── TASK MATERIAL
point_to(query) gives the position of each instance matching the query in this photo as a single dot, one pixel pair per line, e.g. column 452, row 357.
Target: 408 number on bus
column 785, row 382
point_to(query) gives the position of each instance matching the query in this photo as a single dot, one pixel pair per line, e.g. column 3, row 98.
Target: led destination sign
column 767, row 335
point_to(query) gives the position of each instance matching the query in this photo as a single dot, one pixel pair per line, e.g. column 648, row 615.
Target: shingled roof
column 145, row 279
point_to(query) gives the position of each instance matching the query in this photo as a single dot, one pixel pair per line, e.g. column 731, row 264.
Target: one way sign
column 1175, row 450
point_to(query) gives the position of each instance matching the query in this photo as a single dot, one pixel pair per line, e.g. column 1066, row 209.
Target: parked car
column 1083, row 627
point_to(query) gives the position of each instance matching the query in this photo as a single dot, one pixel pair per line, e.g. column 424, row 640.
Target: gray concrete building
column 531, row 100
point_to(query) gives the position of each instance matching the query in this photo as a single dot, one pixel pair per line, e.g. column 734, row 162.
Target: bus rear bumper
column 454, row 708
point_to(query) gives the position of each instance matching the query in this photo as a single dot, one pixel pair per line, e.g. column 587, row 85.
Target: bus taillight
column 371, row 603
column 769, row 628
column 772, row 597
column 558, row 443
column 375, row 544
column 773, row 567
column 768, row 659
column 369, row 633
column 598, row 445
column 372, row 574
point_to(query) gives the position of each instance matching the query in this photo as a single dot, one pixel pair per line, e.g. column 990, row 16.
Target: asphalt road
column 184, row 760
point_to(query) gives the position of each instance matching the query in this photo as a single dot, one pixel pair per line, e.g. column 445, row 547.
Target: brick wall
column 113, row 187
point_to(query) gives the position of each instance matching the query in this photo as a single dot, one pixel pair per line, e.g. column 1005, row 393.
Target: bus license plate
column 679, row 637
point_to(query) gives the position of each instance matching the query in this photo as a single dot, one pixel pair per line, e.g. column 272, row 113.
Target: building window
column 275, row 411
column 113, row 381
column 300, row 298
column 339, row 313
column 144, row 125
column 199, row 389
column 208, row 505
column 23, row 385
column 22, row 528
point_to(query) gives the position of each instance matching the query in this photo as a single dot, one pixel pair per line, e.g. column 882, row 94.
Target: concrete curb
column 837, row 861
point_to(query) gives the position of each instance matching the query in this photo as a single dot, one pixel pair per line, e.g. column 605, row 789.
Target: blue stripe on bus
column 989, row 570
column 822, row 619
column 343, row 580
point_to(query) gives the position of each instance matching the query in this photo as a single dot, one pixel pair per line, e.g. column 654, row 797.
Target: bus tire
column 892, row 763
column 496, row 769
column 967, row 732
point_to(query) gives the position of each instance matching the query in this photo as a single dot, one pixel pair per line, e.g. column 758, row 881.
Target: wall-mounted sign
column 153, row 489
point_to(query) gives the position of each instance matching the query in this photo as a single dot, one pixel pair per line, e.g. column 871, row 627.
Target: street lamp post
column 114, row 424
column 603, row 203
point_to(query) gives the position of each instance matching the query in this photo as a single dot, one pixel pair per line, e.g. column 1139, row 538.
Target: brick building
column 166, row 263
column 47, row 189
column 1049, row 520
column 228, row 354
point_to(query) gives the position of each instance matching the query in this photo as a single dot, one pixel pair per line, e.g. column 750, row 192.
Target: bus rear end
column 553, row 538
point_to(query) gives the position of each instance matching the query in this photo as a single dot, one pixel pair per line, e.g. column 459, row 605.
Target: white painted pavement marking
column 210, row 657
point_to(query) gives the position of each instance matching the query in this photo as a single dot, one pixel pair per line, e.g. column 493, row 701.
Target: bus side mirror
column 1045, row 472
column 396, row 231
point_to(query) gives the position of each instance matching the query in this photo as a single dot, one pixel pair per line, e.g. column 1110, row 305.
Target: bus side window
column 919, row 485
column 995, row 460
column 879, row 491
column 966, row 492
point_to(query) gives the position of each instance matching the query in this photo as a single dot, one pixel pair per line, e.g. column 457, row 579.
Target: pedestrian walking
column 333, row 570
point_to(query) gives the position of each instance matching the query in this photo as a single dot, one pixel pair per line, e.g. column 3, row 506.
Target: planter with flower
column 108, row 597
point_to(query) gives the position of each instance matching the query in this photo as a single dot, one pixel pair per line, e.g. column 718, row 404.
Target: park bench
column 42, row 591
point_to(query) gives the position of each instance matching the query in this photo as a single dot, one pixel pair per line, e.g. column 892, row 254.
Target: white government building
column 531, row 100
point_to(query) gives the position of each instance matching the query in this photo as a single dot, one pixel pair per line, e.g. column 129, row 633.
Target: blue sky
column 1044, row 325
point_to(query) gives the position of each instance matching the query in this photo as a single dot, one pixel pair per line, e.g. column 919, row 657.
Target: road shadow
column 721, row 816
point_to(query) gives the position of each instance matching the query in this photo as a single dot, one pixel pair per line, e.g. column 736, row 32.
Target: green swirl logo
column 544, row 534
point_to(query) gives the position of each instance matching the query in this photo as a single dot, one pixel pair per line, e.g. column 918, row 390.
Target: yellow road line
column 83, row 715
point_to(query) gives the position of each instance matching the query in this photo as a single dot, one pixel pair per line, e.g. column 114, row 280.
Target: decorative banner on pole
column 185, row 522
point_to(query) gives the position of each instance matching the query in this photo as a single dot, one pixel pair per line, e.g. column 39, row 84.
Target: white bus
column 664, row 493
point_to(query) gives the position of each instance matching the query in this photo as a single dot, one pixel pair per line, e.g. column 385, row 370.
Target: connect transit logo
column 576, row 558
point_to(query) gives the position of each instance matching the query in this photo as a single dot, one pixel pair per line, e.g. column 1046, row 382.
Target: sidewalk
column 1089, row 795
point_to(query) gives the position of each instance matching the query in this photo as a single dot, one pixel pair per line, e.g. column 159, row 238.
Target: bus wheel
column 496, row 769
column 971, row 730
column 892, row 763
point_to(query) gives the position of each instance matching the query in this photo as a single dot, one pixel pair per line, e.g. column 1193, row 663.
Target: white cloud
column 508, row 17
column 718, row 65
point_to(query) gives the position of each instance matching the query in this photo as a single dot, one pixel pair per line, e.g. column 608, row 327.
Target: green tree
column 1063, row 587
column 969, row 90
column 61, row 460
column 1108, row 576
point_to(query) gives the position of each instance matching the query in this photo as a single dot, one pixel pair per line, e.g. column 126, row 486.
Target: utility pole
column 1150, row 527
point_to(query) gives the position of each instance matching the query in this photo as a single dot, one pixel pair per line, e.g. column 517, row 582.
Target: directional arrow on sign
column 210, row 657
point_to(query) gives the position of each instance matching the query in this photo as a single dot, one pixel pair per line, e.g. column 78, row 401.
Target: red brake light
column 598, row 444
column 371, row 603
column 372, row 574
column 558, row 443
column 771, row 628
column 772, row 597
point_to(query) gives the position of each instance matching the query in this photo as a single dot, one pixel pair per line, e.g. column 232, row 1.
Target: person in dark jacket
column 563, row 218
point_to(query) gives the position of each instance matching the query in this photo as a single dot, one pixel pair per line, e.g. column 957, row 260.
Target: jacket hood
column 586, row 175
────
_DIRECTIONS_. Reproduce all the entries above word for word, keeping every line and its order unchanged.

_SOLVED EXERCISE_.
point_to(query) gives the position of each instance matching the query in this photo as a single dot, one pixel pair per line, e.g. column 452, row 357.
Target: 408 number on bus
column 785, row 382
point_to(query) gives the position of each instance matching the query in this photo as a single dot, one pixel pair per line, e.g. column 3, row 98.
Target: led destination sign
column 767, row 335
point_to(query) gives the position of each instance matching the query in this photo as a single dot, one pixel pair per line, e.g. column 648, row 615.
Target: shingled roof
column 145, row 279
point_to(query) gives the position of each instance matching the query in this photo as a single dot, one pixel pair per line, e.g. column 731, row 264.
Target: one way sign
column 1175, row 450
point_to(query) gives the position of each instance matching the query in this photo as a single dot, one pixel pair per line, e.g. column 1066, row 209.
Target: parked car
column 1083, row 627
point_to(query) gives the position of each instance matching the query in this photo as a single dot, one pixel pair per line, e.g. column 424, row 640.
Target: gray concrete building
column 531, row 100
point_to(query) gives the position of each instance matching the query in this photo as a single dot, one pixel pair per line, e.g. column 734, row 162.
Target: bus rear bumper
column 454, row 708
point_to(query) gives the position of each instance matching the query in this photo as a single dot, one pixel pair per line, e.g. column 587, row 85.
Target: bus taillight
column 371, row 603
column 769, row 628
column 772, row 597
column 558, row 443
column 375, row 544
column 773, row 567
column 768, row 659
column 369, row 633
column 598, row 445
column 372, row 574
point_to(query) gives the position of each instance matching the query in this photo as a single dot, one pixel pair per line, e.g. column 990, row 16.
Target: asphalt road
column 184, row 760
point_to(query) gives the position of each instance matching the query in this photo as a single dot, one pixel pair per line, e.g. column 445, row 547.
Target: brick wall
column 113, row 187
point_to(query) gives the position of each instance matching the query in this photo as a single dot, one pixel pair per line, e.g. column 1005, row 393.
Target: bus license plate
column 679, row 637
point_to(query) gives the position of each instance matching the query in this photo as a single dot, one pixel pair per line, e.g. column 272, row 113.
Target: building window
column 275, row 411
column 113, row 381
column 300, row 298
column 339, row 313
column 144, row 125
column 199, row 389
column 208, row 505
column 23, row 385
column 22, row 528
point_to(query) gives the position of each instance matching the query in this photo as a single dot, one pixel pair per line, e.g. column 882, row 94.
Target: concrete curb
column 837, row 861
point_to(query) gives the position of each instance matching the query in this photo as a single dot, one pixel pair per line, e.g. column 605, row 789.
Target: blue stripe on bus
column 989, row 570
column 822, row 619
column 343, row 580
point_to(query) gives the position of each instance matching the query in this photo as a single dot, one pixel pair per line, e.g. column 654, row 797.
Target: bus tire
column 892, row 763
column 496, row 769
column 967, row 732
point_to(query) gives the position of each instance matching the query in this photo as a single dot, one pixel pair per line, e.g. column 758, row 881.
Target: wall-mounted sign
column 153, row 489
point_to(query) gives the position of each instance matching the query in this photo as a single dot, one pixel pair per line, e.g. column 871, row 627.
Target: street lamp post
column 114, row 424
column 603, row 203
point_to(query) gives the position of each instance matching the query in this photo as a single dot, one pixel pair per line, e.g. column 1139, row 538.
Target: brick building
column 166, row 263
column 47, row 189
column 1049, row 520
column 228, row 354
point_to(query) gives the position of each instance matching the query in this photo as a single dot, one pixel pair per line, e.g. column 750, row 192.
Target: bus rear end
column 553, row 538
point_to(query) gives the position of each instance matching the query in this photo as a single dot, one pixel pair per line, e.g. column 459, row 605.
Target: white painted pavement marking
column 210, row 657
point_to(query) gives the position of each instance matching the query in this photo as a single dot, one pixel pair per line, e.g. column 493, row 701.
Target: bus side mirror
column 1045, row 472
column 396, row 231
point_to(query) gives the position of each instance matching the query in this photo as a single dot, one pixel pair per line, e.g. column 1110, row 305.
Target: bus side window
column 919, row 485
column 995, row 460
column 879, row 491
column 966, row 492
point_to(query) gives the position of each instance matching the query in this photo as a single dot, one pixel pair per line, e.g. column 457, row 579.
Target: pedestrian walking
column 333, row 570
point_to(query) gives the position of each instance matching the query in this photo as a single dot, one pixel pair per line, e.g. column 3, row 506.
Target: planter with flower
column 108, row 597
point_to(query) gives the position of each instance matching the query in this photo as a single dot, one pixel pair per line, e.g. column 718, row 404.
Target: park bench
column 42, row 591
point_to(query) gives the position of each instance matching the query in this photo as a single dot, one pixel pair per line, e.g. column 892, row 254.
Target: white government building
column 531, row 100
point_to(query) gives the position of each instance matching the query in this photo as a single dot, one pixel pair per line, e.g. column 129, row 633.
Target: blue sky
column 1044, row 325
point_to(query) gives the position of each instance matching the query in this photo as a single dot, one pixel pair per line, e.g. column 919, row 657.
Target: road shadow
column 721, row 816
point_to(query) gives the position of each instance matching the query in this photo as a single dot, one pixel pair per line, e.g. column 736, row 32.
Target: green swirl logo
column 544, row 534
point_to(query) gives the position of each instance matching the query in this photo as a single dot, one pixel pair per line, e.g. column 918, row 390.
Target: yellow road line
column 83, row 715
point_to(query) gives the position of each instance matching the query in this photo as a single dot, one pixel pair per line, e.g. column 114, row 280.
Target: decorative banner on pole
column 185, row 522
point_to(query) gives the position of each instance matching the query in this photo as a single dot, one pixel pair per line, e.g. column 39, row 84.
Target: white bus
column 664, row 493
point_to(query) gives the position of each instance matching the query in this photo as a single dot, one pixel pair per line, e.g. column 385, row 370.
Target: connect transit logo
column 576, row 558
point_to(query) gives the position of each instance matching the query in this photo as a single dot, one pixel pair per line, e.g. column 1046, row 382.
Target: sidewalk
column 1089, row 795
point_to(query) gives the position of each instance matching the query in this photo as a single dot, one pixel pair per line, e.g. column 159, row 238.
Target: bus wheel
column 496, row 769
column 971, row 730
column 892, row 763
point_to(query) gives the position of each instance matching the query in this photo as a single dot, one pixel pair per line, e.g. column 1193, row 663.
Target: white cloud
column 508, row 17
column 718, row 65
point_to(query) gives the position of each instance matching the query in this photo as a single dot, one pixel pair per line, e.g. column 608, row 327.
Target: green tree
column 1063, row 587
column 969, row 90
column 61, row 460
column 1108, row 576
point_to(query) gives the position of each instance matching the query in this photo as a single dot, one pixel pair per line, e.g. column 126, row 486.
Target: utility pole
column 1150, row 527
point_to(query) gives the position of each instance matching the query in this photo as a single dot, one pixel pair per line, e.g. column 517, row 582.
Target: directional arrow on sign
column 210, row 657
point_to(query) gives the position of each instance matching the query in this photo as a single dot, one pixel pair per line, e.g. column 78, row 401.
Target: red brake light
column 598, row 444
column 371, row 603
column 372, row 574
column 558, row 443
column 771, row 628
column 772, row 597
point_to(query) gives the position of each instance matching the query in this photo as a single dot, one pixel pair per line, e.g. column 232, row 1.
Target: person in dark jacket
column 563, row 218
point_to(query) gives the position of each instance matching the query in this photo as a single dot, one pixel pair per line, e.g. column 957, row 260.
Target: jacket hood
column 586, row 175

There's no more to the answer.